* Work instructions
Find each line in the records below that contains the word "with" and copy those lines.

---------- Data shown ----------

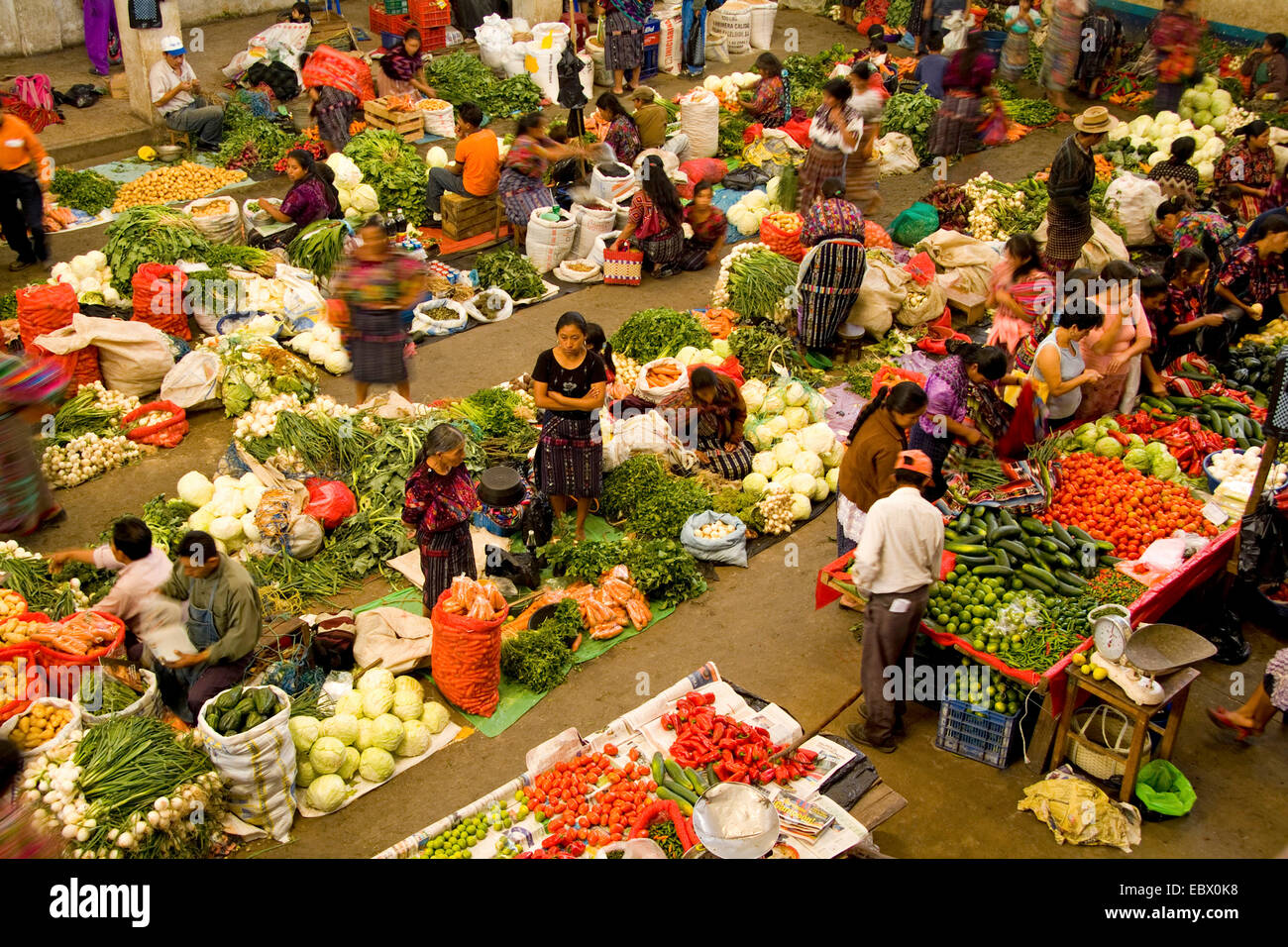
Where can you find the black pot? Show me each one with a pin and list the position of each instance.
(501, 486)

----------
---------- Data shown ----------

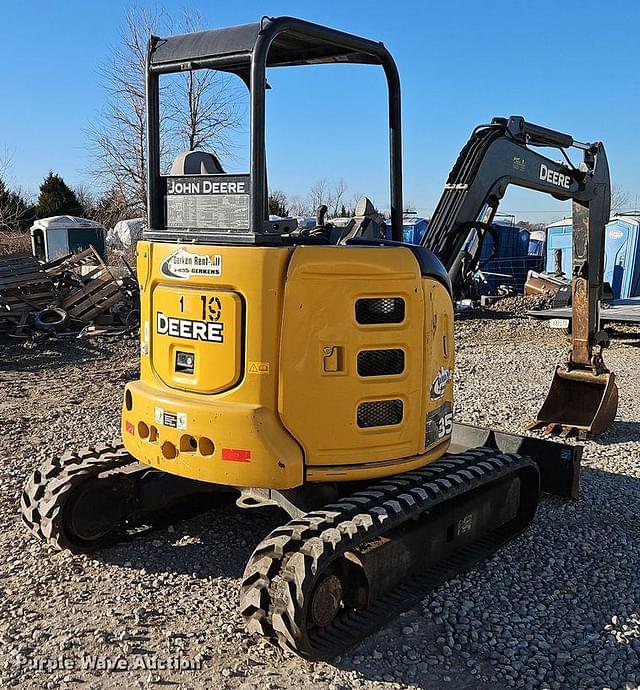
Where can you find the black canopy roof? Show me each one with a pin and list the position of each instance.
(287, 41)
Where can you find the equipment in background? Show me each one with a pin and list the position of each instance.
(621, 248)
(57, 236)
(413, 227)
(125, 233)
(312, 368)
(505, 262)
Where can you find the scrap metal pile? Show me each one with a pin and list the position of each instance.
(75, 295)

----------

* Result of this task
Where can you find the black pot? Show me each one with a pin and list the position of each instance.
Where can you find the black canopy roof? Show me each one with a pin and list the position of each instance.
Where can you find the equipment in background? Show me each one with a pin and list the position of each instance.
Where can you find the scrap metal pile? Show me each one with a pin and list the position of each instance.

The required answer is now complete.